** Job **
Express the part of the data that opens with the line containing "trace: blue jeans" and closes with the line containing "POLYGON ((49 196, 47", both of those lines included, as a JSON list of strings with one string per line and blank lines omitted.

** Items listed in a dataset **

[Start]

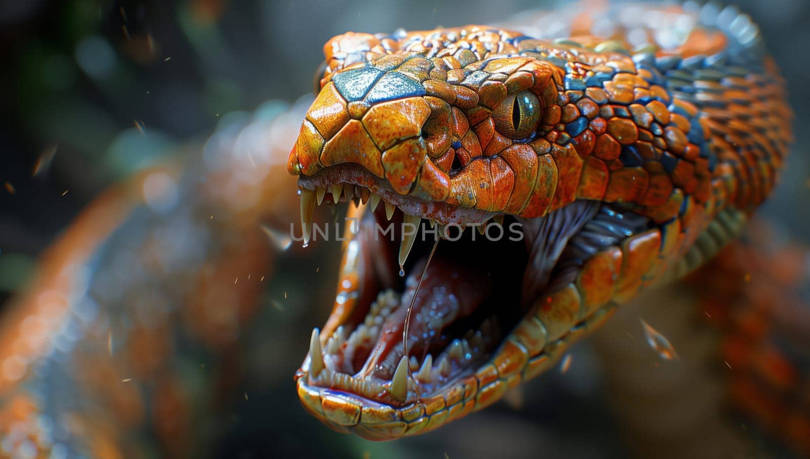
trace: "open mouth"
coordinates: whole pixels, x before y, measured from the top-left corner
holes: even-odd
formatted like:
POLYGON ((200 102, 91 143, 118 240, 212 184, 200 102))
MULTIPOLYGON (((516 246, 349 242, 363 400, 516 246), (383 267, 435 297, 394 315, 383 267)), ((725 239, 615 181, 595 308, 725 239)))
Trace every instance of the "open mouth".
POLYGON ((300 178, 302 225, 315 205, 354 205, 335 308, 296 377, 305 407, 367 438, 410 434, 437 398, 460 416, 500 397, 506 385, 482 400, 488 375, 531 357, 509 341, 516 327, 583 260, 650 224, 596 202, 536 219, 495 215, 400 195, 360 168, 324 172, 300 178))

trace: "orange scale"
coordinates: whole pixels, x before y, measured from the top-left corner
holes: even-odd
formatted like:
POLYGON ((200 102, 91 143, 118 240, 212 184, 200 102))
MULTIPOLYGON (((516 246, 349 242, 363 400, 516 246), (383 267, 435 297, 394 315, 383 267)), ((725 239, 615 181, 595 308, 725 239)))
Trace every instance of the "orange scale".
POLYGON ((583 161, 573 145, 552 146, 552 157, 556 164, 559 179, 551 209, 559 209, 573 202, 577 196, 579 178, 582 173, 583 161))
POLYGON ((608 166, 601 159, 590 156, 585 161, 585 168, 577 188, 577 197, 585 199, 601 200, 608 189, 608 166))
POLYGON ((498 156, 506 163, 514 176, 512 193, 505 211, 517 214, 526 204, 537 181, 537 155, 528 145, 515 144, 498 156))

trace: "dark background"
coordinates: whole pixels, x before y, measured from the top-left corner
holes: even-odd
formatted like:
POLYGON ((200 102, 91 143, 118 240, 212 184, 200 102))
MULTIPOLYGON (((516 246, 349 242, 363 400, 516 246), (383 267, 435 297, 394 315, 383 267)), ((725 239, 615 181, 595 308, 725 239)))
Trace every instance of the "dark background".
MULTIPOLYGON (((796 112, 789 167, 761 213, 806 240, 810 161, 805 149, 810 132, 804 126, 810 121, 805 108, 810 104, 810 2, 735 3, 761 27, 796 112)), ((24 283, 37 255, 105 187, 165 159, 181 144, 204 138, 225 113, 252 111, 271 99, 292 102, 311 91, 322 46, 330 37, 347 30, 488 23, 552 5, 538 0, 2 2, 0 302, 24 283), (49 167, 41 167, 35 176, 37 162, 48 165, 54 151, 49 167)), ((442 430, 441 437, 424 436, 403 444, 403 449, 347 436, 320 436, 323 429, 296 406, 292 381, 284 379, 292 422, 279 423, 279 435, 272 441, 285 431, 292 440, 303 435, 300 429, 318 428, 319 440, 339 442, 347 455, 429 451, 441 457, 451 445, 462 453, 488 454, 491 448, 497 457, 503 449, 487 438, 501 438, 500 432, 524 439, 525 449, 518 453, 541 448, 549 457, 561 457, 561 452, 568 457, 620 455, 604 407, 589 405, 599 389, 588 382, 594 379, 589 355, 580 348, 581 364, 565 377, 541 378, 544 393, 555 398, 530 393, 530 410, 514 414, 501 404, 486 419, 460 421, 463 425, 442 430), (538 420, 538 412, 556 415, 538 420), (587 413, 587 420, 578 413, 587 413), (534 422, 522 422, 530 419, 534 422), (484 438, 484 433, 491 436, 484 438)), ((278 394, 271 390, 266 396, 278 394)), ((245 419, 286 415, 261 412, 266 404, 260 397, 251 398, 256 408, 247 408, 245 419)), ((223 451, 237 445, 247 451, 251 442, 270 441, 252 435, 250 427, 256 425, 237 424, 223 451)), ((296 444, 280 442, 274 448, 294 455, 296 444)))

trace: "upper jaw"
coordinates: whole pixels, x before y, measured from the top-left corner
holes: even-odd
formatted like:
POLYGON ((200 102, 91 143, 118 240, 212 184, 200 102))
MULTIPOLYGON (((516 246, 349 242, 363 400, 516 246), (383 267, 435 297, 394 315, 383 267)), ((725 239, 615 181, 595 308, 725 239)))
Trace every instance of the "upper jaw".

[End]
[Start]

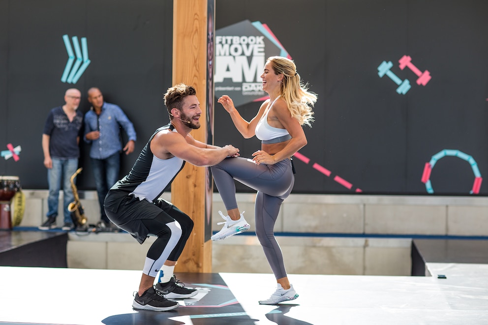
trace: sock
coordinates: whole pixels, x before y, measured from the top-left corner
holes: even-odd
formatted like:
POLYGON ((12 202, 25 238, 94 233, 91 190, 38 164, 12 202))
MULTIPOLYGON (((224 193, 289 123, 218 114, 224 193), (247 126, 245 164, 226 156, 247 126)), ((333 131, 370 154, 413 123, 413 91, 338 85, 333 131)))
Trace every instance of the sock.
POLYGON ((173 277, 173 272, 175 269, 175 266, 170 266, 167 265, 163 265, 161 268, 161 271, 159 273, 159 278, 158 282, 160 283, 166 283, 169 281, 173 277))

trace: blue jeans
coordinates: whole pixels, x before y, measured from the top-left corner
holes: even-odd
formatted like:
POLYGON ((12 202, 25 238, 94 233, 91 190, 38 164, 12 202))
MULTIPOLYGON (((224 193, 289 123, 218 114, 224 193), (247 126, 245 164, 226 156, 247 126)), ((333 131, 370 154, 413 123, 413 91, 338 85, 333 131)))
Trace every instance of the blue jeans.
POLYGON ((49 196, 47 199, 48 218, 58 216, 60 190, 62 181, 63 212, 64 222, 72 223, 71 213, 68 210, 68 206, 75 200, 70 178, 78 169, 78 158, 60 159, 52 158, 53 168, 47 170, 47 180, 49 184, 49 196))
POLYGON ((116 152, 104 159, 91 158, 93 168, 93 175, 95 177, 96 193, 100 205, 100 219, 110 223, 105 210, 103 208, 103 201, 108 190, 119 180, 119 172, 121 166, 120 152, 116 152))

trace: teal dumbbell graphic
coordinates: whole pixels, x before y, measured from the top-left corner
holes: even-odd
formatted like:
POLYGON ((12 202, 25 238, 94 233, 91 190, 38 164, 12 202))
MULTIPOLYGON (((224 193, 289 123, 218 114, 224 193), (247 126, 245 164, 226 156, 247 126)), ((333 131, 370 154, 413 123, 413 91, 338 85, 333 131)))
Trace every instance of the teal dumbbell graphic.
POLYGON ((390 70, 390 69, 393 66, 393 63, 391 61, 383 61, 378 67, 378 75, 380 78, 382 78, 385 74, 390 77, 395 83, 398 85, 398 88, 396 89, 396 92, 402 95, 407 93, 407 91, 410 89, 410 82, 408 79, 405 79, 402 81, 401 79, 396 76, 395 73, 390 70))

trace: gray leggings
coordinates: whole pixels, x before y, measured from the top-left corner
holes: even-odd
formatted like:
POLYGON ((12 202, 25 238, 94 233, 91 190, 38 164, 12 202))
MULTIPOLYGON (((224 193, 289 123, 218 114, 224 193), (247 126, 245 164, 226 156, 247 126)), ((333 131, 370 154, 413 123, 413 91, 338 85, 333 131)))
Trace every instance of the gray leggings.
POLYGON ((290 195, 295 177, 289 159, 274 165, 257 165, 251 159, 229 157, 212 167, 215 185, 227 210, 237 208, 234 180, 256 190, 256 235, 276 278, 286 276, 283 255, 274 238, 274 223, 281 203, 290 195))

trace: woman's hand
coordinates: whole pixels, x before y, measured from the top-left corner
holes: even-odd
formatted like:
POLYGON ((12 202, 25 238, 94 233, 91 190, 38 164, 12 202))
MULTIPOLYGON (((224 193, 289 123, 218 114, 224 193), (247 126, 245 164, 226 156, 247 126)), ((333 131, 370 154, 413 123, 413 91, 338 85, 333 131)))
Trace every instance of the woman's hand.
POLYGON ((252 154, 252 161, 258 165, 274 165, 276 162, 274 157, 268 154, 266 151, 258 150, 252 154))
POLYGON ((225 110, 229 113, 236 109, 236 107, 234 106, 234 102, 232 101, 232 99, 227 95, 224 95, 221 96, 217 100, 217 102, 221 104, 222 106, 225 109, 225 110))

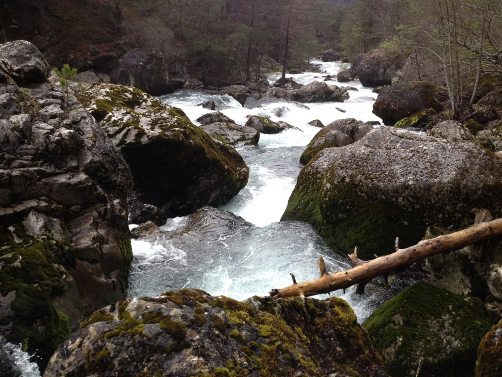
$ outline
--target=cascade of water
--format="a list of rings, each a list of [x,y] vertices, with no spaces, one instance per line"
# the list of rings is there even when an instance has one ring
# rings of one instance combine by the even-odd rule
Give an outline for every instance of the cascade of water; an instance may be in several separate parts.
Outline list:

[End]

** Written solution **
[
  "trace: blue jeans",
  "coordinates: whole pixels, x before y, measured from the top-left corner",
  "holes: even-odd",
  "formatted like:",
  "POLYGON ((12 202, 25 238, 94 233, 91 190, 38 164, 12 202))",
  "MULTIPOLYGON (((224 193, 289 123, 218 114, 224 193), (247 126, 245 164, 226 156, 247 126)), ((333 131, 370 154, 413 123, 413 91, 338 85, 333 131)))",
  "Trace every instance of the blue jeans.",
  "POLYGON ((49 196, 47 199, 48 218, 58 216, 60 190, 62 181, 63 212, 64 222, 72 223, 71 213, 68 210, 68 206, 75 200, 70 178, 78 169, 78 158, 60 159, 52 158, 53 168, 47 170, 47 180, 49 184, 49 196))"
]